→ **SOURCE**
Implemented more of the missing Unicode-related methods in
java.lang.Character, and a missing constructor in java.lang.String.
Also fixed an off by one problem in Character and threw an Exception in
toChars that we weren't throwing.

Note that the String constructor still has issues - I believe the code
there is correct and the internal representation seems to be correct,
but when printing the String to an output stream it doesn't print
correctly.  I haven't investigated this very much, but I suspect it's a
problem with the printing (looping through the characters one 'char' at
a time rather than one 'character' at a time - since characters can be
two chars long if they are supplementary characters).

I have tests for this stuff but they are not yet in Mauve form.  I guess
I'll convert them now. 

More to follow.

2006-01-27  Anthony Balkissoon  <[EMAIL PROTECTED]>

        * java/lang/Character.java:
        (offsetByCodePoints(CharSequence, int, int)): New API method.
        (offsetByCodePoints(char[], int, int, int, int)): Likewise.
        (toChars): Throw the Exception that the docs say we throw.

→ **DATA ENTRIES**
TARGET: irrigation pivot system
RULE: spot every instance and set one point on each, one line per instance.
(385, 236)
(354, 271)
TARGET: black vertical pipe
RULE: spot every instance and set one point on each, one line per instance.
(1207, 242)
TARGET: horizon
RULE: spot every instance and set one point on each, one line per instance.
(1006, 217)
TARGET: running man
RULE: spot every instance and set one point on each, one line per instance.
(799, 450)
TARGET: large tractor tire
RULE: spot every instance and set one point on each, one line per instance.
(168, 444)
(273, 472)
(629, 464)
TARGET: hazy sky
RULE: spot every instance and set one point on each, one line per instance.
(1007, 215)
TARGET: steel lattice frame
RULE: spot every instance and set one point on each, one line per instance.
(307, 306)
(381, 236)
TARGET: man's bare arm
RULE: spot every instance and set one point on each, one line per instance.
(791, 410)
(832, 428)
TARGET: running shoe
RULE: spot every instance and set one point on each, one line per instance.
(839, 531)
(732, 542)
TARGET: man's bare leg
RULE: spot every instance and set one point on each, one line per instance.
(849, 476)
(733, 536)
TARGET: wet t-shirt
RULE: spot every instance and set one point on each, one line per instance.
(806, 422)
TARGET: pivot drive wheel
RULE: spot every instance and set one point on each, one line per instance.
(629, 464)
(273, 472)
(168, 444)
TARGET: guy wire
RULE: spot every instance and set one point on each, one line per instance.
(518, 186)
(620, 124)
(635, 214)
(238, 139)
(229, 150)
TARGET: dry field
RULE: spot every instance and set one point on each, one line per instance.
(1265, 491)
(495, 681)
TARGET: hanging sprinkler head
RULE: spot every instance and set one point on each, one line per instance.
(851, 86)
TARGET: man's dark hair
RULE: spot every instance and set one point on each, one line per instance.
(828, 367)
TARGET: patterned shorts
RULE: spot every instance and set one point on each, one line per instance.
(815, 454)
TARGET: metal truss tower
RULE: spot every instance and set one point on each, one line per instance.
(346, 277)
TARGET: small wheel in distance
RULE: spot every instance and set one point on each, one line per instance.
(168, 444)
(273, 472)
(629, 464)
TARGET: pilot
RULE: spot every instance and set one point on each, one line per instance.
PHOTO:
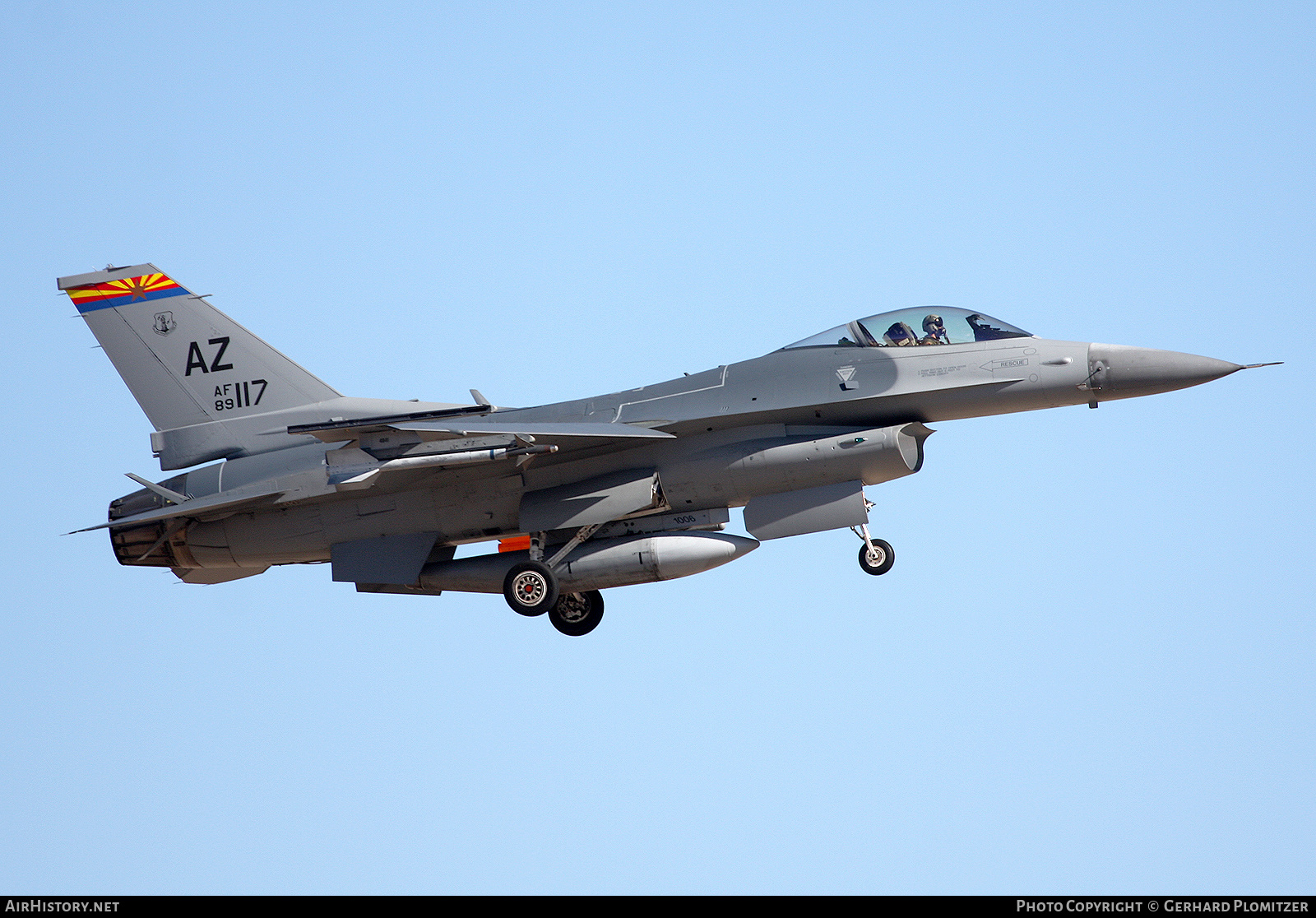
(934, 332)
(901, 336)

→ **TO-DO LIST**
[a] In the patch message, what form are the author's tests not yet in?
[b] List every method of java/lang/Character.java named in the changelog entry of the patch message.
[c] Shorten the paragraph of the patch message that begins "Note that the String constructor still has issues", keeping its main facts.

→ **FULL ANSWERS**
[a] Mauve form.

[b]
- offsetByCodePoints(CharSequence, int, int)
- offsetByCodePoints(char[], int, int, int, int)
- toChars

[c] The String constructor still has issues. Its code and internal representation seem correct, but the String does not print correctly to an output stream. The author has not investigated much and suspects the printing code. It may loop one char at a time rather than one character at a time, since supplementary characters can be two chars long.